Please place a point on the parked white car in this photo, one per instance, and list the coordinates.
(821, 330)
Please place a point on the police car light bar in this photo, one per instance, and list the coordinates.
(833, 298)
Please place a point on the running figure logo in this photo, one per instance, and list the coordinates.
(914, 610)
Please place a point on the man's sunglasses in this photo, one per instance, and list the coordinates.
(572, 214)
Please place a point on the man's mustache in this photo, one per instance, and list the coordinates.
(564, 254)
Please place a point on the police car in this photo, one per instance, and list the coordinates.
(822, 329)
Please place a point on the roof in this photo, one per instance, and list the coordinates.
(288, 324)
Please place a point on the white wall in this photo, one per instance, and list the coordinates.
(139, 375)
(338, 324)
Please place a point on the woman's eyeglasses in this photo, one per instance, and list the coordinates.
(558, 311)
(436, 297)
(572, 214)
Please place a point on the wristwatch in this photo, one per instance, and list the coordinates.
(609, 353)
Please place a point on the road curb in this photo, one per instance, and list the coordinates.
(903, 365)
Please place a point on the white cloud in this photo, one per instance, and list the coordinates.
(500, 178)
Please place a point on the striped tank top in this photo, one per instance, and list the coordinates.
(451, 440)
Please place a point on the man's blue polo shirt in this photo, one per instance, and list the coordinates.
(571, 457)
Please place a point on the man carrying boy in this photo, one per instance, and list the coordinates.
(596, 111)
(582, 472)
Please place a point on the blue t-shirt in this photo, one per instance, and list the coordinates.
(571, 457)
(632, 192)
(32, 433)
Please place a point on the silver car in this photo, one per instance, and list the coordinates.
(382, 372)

---

- Goal:
Convert every line of the entries above into a JSON list of strings, one string per line, omitting any blank lines.

- Solution below:
[
  "Please place a point on the parked white car in this photo, one per instance, and list the coordinates.",
  "(821, 330)",
  "Please place a point on the police car light bar in this photo, one per instance, and list the coordinates.",
  "(833, 298)",
  "Please place a point on the running figure logo in this photo, one per instance, and list the coordinates.",
  "(914, 610)",
  "Please place a point on the man's sunglasses in this photo, one per instance, and list the coordinates.",
  "(572, 214)",
  "Please place a point on the man's mustache in this photo, one per instance, and list the coordinates.",
  "(564, 254)",
  "Please place a point on the police car in this photo, one per instance, and list the coordinates.",
  "(822, 329)",
  "Please place a point on the roof in this photo, one per instance, and list the coordinates.",
  "(288, 324)",
  "Please place a point on the white wall in this photo, one per instance, and list the coordinates.",
  "(139, 375)",
  "(338, 324)",
  "Please place a point on the woman's eyeglasses in this photo, one per instance, and list the coordinates.",
  "(558, 311)",
  "(436, 297)",
  "(572, 214)",
  "Please place a point on the wristwatch in this photo, one per instance, and list the coordinates.",
  "(609, 353)",
  "Please place a point on the road curb in this photo, one per instance, and list the coordinates.",
  "(903, 365)",
  "Please place a point on the white cloud in this photo, one per instance, and list the coordinates.",
  "(500, 178)",
  "Please place a point on the striped tank top in this photo, one per instance, and list the coordinates.",
  "(451, 440)",
  "Please place a point on the man's blue polo shirt in this photo, one per instance, and list the coordinates.",
  "(571, 457)",
  "Please place a point on the man carrying boy in this photo, one per instance, and list the coordinates.",
  "(596, 111)",
  "(582, 472)",
  "Please place a point on the blue t-shirt in this photo, one per instance, and list the coordinates.",
  "(571, 457)",
  "(632, 192)",
  "(32, 433)",
  "Please place a point on the silver car in this photo, one per instance, and list the coordinates.",
  "(382, 372)"
]